**Page:**
■ ■ ■

Moving from Beancount 2.x to 3.x

A few days ago, Beancount officially switched from 2.x to 3.x. If I'm being honest, I was a bit afraid of this release, mostly because it was supposed to be a major rewrite. I'm generally not a huge fan of rewrites, and I don't think I'm the only one on the Internet who thinks that way.

Luckily, the update seems to have been less of an event as I anticipated. If you're planning to move from Beancount 2.x to 3.x, the update should be mostly uneventful. Nevertheless, there are a few important changes that may affect your workflow. The rest of this blog post will summarize the ones that I've noticed so far.

1. External data import workflow

Update (May 2025): The original version of this blog post that I published in July 2024 described only the pyproject.toml-based approach of importing external data. Since then, I've discovered another (somewhat more official) way of importing external data, using beangulp. Although the official documentation does not seem to reference it yet, beangulp provides a few examples that use the Ingest class to set up a workflow that is not so different from the older config.py based workflow. For completeness, I'll describe both the approaches here.

■ ■ ■

**Lines of data:**
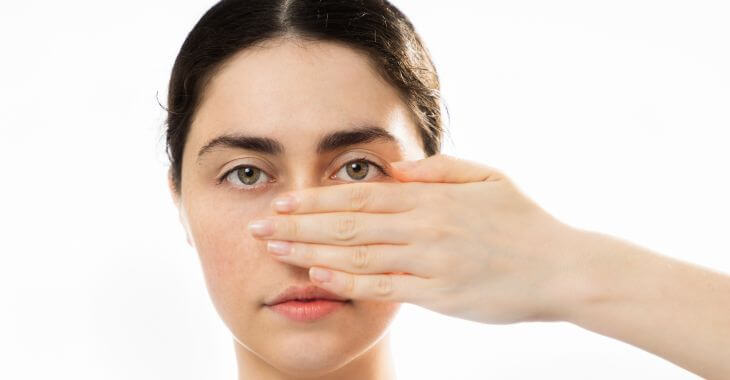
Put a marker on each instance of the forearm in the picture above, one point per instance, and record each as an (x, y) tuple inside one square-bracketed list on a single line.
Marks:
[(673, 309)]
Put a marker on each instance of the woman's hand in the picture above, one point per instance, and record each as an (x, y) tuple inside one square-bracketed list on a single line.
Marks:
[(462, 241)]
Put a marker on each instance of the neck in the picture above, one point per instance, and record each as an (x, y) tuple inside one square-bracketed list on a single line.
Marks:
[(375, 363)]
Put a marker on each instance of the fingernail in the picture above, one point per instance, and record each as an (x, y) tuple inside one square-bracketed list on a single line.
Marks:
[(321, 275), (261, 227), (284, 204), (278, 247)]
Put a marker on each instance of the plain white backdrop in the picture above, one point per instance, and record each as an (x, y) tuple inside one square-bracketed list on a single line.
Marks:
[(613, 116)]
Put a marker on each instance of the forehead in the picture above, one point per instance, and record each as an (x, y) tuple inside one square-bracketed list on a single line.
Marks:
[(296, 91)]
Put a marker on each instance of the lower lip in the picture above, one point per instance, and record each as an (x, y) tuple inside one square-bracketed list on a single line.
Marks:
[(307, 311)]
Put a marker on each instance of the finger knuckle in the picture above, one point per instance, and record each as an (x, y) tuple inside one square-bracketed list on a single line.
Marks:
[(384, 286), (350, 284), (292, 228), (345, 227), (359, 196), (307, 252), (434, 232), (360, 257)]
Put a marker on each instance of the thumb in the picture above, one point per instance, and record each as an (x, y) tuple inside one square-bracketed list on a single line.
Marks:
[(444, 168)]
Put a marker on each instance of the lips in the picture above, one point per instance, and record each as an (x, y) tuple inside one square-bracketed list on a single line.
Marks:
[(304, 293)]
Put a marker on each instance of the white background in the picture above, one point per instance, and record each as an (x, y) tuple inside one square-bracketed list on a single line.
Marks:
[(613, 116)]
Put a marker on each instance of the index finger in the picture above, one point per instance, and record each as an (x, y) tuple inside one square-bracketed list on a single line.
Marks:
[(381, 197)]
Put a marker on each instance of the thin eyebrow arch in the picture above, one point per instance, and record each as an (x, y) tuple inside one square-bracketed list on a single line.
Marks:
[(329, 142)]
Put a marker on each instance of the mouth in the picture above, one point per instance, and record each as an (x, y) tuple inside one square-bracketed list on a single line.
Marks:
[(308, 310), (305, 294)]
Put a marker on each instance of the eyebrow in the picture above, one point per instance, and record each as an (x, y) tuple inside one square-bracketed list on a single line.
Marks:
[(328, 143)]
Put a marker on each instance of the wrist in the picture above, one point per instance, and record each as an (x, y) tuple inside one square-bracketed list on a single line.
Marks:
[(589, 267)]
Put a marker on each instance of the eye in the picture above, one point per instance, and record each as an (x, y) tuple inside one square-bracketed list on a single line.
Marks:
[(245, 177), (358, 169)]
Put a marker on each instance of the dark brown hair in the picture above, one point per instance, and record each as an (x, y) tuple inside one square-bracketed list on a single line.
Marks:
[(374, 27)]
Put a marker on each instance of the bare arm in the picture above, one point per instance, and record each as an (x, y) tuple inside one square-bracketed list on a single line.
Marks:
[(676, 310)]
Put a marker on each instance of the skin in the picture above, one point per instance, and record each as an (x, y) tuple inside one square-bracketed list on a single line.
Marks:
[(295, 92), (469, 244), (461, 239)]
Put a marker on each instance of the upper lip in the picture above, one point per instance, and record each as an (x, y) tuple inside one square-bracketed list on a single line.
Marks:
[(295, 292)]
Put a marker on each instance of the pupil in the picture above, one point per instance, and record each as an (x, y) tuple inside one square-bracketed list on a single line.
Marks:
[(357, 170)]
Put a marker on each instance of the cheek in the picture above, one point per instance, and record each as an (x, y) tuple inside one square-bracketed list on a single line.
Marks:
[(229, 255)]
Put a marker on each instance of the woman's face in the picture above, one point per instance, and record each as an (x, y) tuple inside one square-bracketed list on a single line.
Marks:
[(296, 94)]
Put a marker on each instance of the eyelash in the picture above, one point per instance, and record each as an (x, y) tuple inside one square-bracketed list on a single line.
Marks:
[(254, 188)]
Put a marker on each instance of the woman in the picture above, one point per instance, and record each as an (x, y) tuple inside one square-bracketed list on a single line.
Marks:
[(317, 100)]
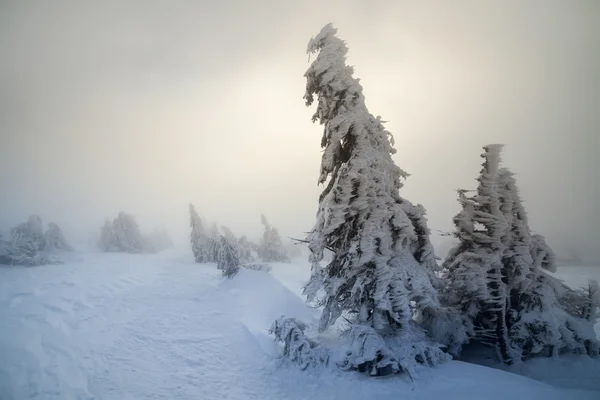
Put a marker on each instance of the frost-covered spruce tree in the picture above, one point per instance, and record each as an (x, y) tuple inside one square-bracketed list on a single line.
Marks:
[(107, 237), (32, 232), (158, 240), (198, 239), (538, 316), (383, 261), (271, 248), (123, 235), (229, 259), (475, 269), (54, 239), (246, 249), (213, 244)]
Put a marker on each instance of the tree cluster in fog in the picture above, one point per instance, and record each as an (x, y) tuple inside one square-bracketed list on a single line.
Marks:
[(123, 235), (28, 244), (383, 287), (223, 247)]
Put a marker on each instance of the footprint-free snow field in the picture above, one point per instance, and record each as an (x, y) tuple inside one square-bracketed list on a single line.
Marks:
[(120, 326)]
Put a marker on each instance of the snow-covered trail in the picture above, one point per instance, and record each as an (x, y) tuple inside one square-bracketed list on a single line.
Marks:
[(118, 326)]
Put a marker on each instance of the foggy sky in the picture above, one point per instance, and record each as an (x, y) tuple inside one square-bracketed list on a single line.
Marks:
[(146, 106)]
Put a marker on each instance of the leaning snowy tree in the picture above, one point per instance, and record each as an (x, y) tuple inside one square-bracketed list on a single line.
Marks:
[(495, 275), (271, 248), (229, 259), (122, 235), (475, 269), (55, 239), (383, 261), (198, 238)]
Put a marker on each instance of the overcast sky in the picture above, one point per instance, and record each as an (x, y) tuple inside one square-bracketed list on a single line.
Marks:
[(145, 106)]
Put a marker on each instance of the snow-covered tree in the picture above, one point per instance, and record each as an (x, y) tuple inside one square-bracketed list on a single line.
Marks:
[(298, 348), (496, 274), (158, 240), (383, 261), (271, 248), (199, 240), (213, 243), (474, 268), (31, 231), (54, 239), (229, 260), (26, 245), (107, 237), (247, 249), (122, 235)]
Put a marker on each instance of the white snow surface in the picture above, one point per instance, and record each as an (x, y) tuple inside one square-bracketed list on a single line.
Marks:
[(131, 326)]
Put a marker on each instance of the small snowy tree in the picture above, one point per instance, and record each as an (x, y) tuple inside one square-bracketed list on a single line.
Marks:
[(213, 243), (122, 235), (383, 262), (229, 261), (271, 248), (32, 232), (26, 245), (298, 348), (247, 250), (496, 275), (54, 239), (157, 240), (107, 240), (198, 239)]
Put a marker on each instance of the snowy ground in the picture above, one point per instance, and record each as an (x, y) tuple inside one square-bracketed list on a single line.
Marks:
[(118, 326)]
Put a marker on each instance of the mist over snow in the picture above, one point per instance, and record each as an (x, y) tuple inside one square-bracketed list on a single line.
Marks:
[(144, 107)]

■ ■ ■

**Task instructions:**
**A.** Summarize the post on moving from Beancount 2.x to 3.x in two sentences.
**B.** Carry on the post about moving from Beancount 2.x to 3.x, starting right after its last sentence.

**Responses for each task:**
**A.** Beancount has officially switched from 2.x to 3.x, and although the author feared the release as a major rewrite, the update proved mostly uneventful, apart from a few important changes that may affect one's workflow. The first of these is the external data import workflow, which can be set up either with a pyproject.toml-based approach or with beangulp, whose examples use the Ingest class for a workflow not so different from the older config.py one.

**B.**
The first thing I noticed is that the workflow for importing external data looks different.

With 2.x, you had to maintain a config.py file in your project root where you would import all your Importer classes and put them inside a CONFIG variable.

from first_bank_importer import FirstImporter
from second_bank_importer import SecondImporter

CONFIG = [FirstImporter(), SecondImporter()]

The Beancount commands like bean-extract and bean-identify would then pick this file and run through the list of specified importers to find the matching one.

In 3.x, this workflow is gone. Commands like bean-extract and bean-identify have been removed from the beancount package. Instead, the project has decided to go for a script-based workflow instead (source). It appears that you don't need to maintain a config.py anymore, and your importers need to provide a command-line entry point that can do those tasks (eg. identifying whether a given file matches an importer or extracting a list of transactions out of a file).

If you maintain custom importers and distribute them through PyPI, the one immediate downside of this approach is how those importers are initialized. With the config.py approach, your users could instantiate importers just as any Python code, because it was literally just Python code. Here's an example of how that used to look like:

from my_importer import MyImporter

CONFIG = [
    MyImporter(
        name="Assets:MyBank:Checking",
        currency="EUR",
        patterns={"ALDI": "Expenses:Supermarket:ALDI"},
    )
]

In the absence of config.py, you'll need to find a different way of doing this.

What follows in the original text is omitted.